What is expected:
Rewrite the part of the records that opens with the line containing "Could you point out every instance of the protest" and runs through the end of the records, changing "banner" to "placard" and leaving all else as it is.

Object point labels:
· · · ·

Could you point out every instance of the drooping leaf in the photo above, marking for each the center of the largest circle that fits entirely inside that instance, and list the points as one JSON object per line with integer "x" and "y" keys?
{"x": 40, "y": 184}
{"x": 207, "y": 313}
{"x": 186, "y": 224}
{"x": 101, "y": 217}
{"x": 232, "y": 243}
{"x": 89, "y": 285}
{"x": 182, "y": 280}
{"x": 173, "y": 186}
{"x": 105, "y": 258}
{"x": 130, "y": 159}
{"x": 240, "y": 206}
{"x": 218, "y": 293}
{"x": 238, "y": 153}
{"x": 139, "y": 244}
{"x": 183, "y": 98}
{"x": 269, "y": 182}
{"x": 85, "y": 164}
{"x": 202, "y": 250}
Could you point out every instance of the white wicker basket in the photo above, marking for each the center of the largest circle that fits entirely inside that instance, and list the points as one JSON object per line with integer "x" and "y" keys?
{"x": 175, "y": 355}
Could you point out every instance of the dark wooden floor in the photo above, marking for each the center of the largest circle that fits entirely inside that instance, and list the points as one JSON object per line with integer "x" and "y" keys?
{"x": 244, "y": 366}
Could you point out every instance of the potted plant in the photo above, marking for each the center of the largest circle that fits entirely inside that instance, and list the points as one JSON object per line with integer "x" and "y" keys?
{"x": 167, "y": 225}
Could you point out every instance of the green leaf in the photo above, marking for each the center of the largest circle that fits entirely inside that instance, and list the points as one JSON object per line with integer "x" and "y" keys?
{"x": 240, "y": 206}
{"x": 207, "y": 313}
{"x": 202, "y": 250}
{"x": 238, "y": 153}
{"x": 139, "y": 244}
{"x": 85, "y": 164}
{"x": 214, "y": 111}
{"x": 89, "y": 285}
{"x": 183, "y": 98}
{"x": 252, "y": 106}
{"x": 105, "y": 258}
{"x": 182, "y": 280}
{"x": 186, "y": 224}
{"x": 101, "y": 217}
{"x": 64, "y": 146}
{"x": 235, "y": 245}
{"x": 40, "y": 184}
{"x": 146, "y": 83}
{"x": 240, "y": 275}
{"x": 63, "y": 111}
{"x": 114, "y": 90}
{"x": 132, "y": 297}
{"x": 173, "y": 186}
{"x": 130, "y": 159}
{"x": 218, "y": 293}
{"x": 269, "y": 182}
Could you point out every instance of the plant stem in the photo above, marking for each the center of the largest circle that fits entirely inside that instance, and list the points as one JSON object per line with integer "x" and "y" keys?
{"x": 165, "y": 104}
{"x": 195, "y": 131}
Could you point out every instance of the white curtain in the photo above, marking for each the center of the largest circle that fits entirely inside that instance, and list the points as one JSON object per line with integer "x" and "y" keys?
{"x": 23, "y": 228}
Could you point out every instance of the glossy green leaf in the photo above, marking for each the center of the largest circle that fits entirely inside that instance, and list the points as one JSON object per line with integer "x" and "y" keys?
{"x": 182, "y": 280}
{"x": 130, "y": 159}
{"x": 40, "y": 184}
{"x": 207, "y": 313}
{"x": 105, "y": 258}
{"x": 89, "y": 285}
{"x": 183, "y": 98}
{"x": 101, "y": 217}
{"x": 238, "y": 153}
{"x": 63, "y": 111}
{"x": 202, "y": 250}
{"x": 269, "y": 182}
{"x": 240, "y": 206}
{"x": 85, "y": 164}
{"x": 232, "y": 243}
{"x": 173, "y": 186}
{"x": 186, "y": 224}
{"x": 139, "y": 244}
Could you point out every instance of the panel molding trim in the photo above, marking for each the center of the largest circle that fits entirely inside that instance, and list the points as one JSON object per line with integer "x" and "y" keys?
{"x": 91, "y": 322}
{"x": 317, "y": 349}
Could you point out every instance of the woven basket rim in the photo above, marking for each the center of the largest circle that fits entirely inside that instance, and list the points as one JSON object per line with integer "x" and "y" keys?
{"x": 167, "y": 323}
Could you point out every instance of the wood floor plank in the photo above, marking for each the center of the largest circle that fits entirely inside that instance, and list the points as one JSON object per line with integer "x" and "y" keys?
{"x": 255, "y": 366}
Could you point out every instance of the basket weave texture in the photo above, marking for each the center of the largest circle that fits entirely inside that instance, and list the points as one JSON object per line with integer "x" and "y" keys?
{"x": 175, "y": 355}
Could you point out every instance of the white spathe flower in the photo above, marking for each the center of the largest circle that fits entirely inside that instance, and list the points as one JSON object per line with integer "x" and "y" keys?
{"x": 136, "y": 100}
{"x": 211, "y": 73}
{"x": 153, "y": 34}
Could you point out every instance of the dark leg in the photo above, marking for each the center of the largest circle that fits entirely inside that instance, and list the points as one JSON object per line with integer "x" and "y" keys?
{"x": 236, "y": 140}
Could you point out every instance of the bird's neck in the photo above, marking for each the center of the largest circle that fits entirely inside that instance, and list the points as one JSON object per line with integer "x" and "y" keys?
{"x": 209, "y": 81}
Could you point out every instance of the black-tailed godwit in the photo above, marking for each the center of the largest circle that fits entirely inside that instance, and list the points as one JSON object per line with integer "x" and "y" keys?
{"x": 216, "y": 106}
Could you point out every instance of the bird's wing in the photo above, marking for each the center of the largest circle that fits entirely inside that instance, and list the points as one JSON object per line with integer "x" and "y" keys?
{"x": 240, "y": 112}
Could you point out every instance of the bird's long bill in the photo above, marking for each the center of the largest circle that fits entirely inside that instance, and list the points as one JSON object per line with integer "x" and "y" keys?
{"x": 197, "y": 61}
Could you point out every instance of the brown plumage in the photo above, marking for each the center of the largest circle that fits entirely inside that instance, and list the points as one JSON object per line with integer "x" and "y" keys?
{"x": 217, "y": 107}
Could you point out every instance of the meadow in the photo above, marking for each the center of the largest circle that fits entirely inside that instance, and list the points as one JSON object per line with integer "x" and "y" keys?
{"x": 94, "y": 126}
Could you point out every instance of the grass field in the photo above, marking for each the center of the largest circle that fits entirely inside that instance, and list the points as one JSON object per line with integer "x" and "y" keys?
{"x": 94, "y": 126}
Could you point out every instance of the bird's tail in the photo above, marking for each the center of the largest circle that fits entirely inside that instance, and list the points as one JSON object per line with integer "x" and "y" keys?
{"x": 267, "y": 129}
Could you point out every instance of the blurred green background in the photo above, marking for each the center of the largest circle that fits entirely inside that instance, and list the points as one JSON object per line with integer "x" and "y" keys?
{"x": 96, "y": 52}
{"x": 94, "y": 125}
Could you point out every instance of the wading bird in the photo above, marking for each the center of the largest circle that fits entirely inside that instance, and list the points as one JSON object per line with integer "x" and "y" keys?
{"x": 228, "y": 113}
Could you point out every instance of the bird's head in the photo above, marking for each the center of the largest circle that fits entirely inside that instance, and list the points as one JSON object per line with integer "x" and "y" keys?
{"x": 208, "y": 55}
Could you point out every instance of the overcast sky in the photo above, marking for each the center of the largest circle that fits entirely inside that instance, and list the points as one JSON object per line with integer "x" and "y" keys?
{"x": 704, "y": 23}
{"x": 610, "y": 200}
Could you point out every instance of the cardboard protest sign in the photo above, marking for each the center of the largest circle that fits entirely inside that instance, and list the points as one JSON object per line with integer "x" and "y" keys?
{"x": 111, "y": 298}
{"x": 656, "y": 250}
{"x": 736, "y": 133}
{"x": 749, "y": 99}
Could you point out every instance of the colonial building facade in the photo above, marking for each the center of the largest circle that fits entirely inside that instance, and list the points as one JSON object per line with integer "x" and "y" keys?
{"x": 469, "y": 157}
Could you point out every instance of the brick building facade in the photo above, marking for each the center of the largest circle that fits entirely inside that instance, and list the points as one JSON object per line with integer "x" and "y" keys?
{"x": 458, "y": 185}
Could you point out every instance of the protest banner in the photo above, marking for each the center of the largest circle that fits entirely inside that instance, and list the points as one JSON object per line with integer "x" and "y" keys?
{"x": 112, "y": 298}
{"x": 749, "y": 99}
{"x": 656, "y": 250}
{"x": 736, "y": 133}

· · · ·

Output:
Could you point out every instance of the protest placard in the photo above, marking for each the center of the largest circle that fits entirely inside that instance, and list the points as one JSON object per line with integer "x" and "y" keys?
{"x": 112, "y": 298}
{"x": 749, "y": 99}
{"x": 656, "y": 250}
{"x": 736, "y": 133}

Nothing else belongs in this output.